===== Exercise material

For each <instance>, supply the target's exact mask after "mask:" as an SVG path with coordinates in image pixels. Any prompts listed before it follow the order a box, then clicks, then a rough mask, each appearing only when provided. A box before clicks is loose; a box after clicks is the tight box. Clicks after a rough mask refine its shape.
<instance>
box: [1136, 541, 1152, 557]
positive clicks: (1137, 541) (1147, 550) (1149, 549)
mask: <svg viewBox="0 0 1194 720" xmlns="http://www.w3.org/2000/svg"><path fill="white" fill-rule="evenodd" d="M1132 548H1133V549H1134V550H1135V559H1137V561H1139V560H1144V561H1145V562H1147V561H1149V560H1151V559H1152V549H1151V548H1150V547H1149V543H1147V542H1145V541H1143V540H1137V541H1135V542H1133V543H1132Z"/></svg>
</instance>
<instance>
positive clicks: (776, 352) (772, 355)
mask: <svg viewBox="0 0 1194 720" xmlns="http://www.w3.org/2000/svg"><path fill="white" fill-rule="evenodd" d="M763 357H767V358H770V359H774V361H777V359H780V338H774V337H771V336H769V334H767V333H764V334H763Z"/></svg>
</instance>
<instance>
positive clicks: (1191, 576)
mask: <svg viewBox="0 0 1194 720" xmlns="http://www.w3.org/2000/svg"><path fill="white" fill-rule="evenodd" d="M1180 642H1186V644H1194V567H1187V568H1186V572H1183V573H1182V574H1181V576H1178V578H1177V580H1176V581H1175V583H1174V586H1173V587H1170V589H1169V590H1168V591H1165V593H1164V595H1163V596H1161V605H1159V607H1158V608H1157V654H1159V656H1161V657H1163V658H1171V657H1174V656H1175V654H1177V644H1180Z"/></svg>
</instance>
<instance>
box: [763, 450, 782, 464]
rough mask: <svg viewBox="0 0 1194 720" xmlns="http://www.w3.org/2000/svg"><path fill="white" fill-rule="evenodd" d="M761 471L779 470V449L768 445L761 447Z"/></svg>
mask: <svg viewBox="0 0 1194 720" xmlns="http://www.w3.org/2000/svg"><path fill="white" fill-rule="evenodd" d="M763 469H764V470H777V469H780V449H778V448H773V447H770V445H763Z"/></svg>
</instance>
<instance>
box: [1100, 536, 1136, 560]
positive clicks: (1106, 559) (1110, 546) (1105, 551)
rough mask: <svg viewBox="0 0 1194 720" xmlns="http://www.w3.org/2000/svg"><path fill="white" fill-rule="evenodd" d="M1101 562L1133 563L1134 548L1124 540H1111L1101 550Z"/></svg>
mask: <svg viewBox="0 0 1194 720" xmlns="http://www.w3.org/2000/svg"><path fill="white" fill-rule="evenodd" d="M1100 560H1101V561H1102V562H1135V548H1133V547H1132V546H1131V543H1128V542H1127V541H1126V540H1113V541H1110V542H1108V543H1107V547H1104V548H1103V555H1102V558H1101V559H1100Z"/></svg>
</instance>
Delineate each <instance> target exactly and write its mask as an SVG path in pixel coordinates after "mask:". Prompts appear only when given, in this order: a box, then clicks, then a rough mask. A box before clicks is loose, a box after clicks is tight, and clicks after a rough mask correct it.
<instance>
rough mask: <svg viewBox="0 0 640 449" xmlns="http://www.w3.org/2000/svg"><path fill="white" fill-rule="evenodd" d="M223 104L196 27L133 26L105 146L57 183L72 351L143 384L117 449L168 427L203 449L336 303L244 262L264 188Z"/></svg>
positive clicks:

==========

* _What the task requires_
Output the data above in full and exactly.

* _Exercise output_
For each <instance>, supply the target's exact mask after "mask:" as an SVG path with coordinates in image pixels. Any prompts listed before it follow the order a box, then clicks, then a rough mask, each appearing only when provided. A box before clicks is loose; a box after clicks is the tight box. Clicks after a rough mask refine its shape.
<instance>
box: [1136, 541, 1152, 557]
positive clicks: (1137, 541) (1147, 550) (1149, 549)
mask: <svg viewBox="0 0 1194 720" xmlns="http://www.w3.org/2000/svg"><path fill="white" fill-rule="evenodd" d="M1132 548H1133V549H1134V550H1135V559H1137V561H1139V560H1144V561H1145V562H1147V561H1149V560H1151V559H1152V549H1151V548H1150V547H1149V543H1147V542H1145V541H1143V540H1137V541H1135V542H1133V543H1132Z"/></svg>
</instance>
<instance>
positive clicks: (776, 352) (772, 355)
mask: <svg viewBox="0 0 1194 720" xmlns="http://www.w3.org/2000/svg"><path fill="white" fill-rule="evenodd" d="M763 357H767V358H770V359H774V361H777V359H780V338H774V337H771V336H769V334H767V333H764V334H763Z"/></svg>
</instance>
<instance>
positive clicks: (1191, 576)
mask: <svg viewBox="0 0 1194 720" xmlns="http://www.w3.org/2000/svg"><path fill="white" fill-rule="evenodd" d="M1180 642H1186V644H1194V567H1187V568H1186V572H1183V573H1182V574H1181V576H1178V578H1177V580H1176V581H1175V583H1174V586H1173V587H1170V589H1169V590H1168V591H1165V593H1164V595H1163V596H1161V605H1159V607H1158V608H1157V654H1159V656H1161V657H1163V658H1171V657H1174V656H1175V654H1177V644H1180Z"/></svg>
</instance>
<instance>
box: [763, 450, 782, 464]
rough mask: <svg viewBox="0 0 1194 720" xmlns="http://www.w3.org/2000/svg"><path fill="white" fill-rule="evenodd" d="M761 471L779 470V449L768 445L761 447Z"/></svg>
mask: <svg viewBox="0 0 1194 720" xmlns="http://www.w3.org/2000/svg"><path fill="white" fill-rule="evenodd" d="M763 469H764V470H777V469H780V449H778V448H773V447H770V445H763Z"/></svg>
</instance>
<instance>
box: [1100, 536, 1136, 560]
positive clicks: (1106, 559) (1110, 546) (1105, 551)
rough mask: <svg viewBox="0 0 1194 720" xmlns="http://www.w3.org/2000/svg"><path fill="white" fill-rule="evenodd" d="M1101 562L1133 563L1134 548L1124 540H1111L1101 550Z"/></svg>
mask: <svg viewBox="0 0 1194 720" xmlns="http://www.w3.org/2000/svg"><path fill="white" fill-rule="evenodd" d="M1100 560H1101V561H1102V562H1135V548H1133V547H1132V546H1131V543H1128V542H1127V541H1126V540H1113V541H1110V542H1108V543H1107V547H1104V548H1103V555H1102V558H1101V559H1100Z"/></svg>
</instance>
Delineate each <instance> target exactly and write its mask as an SVG path in pixel coordinates after "mask:". Prompts appear only when given, in this order: a box, then clicks, then a rough mask. A box before clicks is loose, a box after clicks is tight, and clicks after a rough mask correct it.
<instance>
rough mask: <svg viewBox="0 0 640 449" xmlns="http://www.w3.org/2000/svg"><path fill="white" fill-rule="evenodd" d="M223 104L196 27L133 26L105 146L57 183L72 351L143 384L117 449L168 427L203 449L336 303L244 262L264 188Z"/></svg>
positive clicks:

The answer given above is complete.